AIM OF THE TASK: Pull out every line of the data below that contains the string "washing" and list those lines.

+++ RECORDED INFORMATION

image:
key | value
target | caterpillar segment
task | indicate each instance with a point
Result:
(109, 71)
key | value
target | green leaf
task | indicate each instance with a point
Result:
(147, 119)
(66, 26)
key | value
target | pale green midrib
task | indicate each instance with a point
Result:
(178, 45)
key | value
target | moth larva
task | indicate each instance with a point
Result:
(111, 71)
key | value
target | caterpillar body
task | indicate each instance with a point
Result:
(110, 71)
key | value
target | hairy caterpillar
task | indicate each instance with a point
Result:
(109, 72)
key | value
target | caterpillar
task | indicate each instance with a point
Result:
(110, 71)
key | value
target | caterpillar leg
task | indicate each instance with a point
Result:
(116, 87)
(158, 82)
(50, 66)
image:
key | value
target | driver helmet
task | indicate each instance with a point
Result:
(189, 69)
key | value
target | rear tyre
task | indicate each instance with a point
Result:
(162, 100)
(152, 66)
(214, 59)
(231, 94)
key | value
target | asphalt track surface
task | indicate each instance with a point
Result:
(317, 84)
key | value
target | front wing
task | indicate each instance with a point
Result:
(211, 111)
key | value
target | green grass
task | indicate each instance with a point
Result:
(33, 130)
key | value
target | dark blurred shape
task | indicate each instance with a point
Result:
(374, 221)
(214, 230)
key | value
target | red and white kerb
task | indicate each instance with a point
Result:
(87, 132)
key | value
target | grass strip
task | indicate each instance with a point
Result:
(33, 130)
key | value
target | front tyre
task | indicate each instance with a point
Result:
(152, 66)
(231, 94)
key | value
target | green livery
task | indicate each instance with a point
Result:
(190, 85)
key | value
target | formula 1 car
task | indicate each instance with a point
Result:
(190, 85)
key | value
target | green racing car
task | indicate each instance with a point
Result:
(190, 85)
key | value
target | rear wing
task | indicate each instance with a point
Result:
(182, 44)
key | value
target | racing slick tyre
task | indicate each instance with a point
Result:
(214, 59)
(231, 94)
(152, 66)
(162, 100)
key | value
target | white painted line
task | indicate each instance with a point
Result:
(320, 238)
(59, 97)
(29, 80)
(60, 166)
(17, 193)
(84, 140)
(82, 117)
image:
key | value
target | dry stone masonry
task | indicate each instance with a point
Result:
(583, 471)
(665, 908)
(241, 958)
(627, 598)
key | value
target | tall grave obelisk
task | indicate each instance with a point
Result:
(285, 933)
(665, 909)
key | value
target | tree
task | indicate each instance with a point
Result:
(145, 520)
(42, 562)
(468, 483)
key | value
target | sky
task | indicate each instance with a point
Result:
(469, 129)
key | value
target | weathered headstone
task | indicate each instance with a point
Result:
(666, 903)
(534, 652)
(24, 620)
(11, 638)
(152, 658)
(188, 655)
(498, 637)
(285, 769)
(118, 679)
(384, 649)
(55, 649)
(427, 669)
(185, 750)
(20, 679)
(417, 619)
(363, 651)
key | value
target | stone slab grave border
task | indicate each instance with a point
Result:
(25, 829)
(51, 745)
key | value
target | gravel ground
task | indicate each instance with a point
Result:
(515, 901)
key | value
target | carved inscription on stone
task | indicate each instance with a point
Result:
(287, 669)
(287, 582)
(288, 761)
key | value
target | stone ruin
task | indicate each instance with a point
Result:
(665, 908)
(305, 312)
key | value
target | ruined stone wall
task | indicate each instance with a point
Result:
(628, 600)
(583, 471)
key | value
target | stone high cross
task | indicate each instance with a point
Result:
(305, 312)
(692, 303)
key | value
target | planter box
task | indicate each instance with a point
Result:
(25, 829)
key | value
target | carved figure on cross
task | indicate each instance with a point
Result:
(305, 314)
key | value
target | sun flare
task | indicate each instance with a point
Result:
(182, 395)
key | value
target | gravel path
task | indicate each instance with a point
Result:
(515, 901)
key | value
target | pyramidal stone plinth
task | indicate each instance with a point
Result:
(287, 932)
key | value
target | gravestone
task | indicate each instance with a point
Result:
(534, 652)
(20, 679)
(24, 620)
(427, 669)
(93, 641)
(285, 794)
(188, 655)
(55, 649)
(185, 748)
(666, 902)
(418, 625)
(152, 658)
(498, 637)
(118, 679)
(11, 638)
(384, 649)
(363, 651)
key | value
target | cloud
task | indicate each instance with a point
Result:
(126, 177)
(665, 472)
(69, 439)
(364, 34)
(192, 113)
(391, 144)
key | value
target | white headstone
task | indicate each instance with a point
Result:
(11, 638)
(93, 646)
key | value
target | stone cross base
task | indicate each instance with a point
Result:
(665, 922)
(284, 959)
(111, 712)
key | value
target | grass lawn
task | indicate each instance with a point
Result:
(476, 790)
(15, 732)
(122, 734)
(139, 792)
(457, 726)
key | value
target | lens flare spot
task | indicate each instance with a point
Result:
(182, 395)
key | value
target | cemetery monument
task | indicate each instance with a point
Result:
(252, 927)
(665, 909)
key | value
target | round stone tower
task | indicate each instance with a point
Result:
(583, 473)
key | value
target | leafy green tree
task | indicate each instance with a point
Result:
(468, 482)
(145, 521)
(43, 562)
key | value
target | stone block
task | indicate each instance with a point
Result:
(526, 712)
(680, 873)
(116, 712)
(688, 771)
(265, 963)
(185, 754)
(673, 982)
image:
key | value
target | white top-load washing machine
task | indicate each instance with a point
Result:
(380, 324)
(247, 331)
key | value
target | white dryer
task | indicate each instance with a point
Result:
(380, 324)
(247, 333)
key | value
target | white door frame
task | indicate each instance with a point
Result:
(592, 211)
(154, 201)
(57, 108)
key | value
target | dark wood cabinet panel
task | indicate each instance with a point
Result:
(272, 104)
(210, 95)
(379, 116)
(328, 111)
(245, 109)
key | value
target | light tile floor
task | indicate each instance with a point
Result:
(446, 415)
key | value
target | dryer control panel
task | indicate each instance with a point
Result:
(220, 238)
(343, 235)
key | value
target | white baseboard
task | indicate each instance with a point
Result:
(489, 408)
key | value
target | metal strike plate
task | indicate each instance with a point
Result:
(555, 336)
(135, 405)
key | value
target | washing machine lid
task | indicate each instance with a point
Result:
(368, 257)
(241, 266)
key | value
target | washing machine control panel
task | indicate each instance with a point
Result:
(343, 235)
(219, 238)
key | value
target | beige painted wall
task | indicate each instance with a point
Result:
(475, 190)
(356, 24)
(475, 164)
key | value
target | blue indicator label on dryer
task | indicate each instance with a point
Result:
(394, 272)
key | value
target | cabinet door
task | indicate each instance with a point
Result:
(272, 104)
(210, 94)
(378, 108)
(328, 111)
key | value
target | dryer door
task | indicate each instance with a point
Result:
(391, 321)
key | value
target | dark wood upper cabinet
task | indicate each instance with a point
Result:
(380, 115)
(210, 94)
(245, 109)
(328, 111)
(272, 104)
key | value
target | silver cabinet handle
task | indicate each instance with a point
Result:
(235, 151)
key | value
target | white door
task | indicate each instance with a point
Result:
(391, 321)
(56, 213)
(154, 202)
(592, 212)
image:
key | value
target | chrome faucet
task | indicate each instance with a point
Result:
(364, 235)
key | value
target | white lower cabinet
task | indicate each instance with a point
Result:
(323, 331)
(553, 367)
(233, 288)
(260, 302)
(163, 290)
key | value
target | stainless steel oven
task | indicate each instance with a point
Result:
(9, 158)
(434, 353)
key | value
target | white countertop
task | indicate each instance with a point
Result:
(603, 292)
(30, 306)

++++++
+++ RECORDED INFORMATION

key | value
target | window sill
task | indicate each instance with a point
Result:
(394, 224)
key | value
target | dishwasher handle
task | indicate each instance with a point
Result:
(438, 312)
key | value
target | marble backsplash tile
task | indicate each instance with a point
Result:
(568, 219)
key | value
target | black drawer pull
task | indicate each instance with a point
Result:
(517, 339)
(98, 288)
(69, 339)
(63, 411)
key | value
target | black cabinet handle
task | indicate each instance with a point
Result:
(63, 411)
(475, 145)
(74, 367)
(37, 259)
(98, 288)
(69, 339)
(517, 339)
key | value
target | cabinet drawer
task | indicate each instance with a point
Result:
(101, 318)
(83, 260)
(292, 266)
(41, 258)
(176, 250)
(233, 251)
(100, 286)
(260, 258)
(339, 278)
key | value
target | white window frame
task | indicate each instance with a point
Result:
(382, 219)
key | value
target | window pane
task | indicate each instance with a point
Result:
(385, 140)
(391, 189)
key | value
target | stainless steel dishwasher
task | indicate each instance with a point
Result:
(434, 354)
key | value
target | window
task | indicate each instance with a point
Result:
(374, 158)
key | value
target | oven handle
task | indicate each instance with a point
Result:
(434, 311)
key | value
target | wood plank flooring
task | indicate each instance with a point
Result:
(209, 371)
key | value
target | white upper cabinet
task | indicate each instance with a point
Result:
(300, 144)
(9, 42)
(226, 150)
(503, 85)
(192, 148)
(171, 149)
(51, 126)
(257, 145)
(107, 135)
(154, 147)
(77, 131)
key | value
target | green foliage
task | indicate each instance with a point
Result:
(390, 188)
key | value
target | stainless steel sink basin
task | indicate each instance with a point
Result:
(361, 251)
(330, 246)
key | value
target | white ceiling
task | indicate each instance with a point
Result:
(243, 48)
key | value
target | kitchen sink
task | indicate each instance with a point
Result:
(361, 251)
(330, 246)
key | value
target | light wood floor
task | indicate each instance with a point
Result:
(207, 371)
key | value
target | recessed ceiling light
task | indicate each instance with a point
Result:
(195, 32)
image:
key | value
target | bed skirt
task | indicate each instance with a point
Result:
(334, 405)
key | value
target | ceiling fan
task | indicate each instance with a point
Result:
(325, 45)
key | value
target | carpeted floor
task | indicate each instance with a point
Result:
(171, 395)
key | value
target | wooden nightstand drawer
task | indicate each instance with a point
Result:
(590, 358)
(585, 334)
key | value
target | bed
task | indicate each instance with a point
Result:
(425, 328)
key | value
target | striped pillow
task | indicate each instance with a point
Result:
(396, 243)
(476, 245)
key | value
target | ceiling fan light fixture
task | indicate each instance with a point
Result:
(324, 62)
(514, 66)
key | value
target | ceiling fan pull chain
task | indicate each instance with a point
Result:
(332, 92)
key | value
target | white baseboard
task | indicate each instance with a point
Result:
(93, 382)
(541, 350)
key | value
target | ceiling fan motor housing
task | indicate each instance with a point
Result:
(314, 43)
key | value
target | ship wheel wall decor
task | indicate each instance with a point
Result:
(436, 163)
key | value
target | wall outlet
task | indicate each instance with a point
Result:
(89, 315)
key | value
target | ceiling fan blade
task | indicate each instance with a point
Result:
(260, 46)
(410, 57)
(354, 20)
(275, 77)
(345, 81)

++++++
+++ RECORDED INFORMATION

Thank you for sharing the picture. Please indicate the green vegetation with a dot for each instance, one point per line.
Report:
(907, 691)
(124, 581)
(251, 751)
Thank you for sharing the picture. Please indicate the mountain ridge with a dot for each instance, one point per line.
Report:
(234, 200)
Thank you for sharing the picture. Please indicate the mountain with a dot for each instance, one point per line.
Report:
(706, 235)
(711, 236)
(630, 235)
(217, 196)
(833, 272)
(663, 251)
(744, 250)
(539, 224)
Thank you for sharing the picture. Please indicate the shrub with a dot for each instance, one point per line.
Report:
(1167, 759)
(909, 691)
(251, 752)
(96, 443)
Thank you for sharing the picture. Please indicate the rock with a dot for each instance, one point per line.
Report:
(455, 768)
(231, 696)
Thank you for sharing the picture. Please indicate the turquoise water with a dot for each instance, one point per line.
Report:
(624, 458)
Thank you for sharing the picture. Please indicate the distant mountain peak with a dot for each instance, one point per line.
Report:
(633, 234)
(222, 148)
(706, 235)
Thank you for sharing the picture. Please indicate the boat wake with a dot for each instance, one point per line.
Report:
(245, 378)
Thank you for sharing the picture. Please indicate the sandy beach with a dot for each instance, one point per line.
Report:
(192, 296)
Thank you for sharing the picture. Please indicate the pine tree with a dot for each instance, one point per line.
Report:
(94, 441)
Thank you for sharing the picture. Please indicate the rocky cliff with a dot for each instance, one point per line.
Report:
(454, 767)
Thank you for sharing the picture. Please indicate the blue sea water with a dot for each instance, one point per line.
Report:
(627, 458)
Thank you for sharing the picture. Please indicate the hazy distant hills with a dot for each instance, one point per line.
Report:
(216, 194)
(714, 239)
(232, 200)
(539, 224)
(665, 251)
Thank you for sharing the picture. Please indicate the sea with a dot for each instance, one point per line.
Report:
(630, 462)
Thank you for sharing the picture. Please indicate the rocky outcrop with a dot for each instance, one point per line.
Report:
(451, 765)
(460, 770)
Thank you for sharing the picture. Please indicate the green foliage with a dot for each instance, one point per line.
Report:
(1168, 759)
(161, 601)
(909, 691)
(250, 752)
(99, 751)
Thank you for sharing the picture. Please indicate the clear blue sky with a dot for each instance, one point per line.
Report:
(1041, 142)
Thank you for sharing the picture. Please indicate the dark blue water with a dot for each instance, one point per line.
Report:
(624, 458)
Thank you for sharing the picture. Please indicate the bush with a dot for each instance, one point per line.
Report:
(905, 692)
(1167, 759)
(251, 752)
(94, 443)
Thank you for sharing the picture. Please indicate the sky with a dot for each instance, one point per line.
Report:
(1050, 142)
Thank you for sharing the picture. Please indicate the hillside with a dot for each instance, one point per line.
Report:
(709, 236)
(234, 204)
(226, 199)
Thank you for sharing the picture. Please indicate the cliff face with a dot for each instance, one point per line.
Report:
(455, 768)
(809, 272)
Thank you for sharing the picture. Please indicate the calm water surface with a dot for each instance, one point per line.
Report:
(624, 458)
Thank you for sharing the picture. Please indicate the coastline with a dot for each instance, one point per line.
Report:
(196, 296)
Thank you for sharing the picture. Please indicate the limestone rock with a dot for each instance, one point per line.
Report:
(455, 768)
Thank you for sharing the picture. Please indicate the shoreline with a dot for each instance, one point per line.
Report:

++++++

REPLY:
target | white top-load washing machine
target | washing machine lid
target | washing machine control panel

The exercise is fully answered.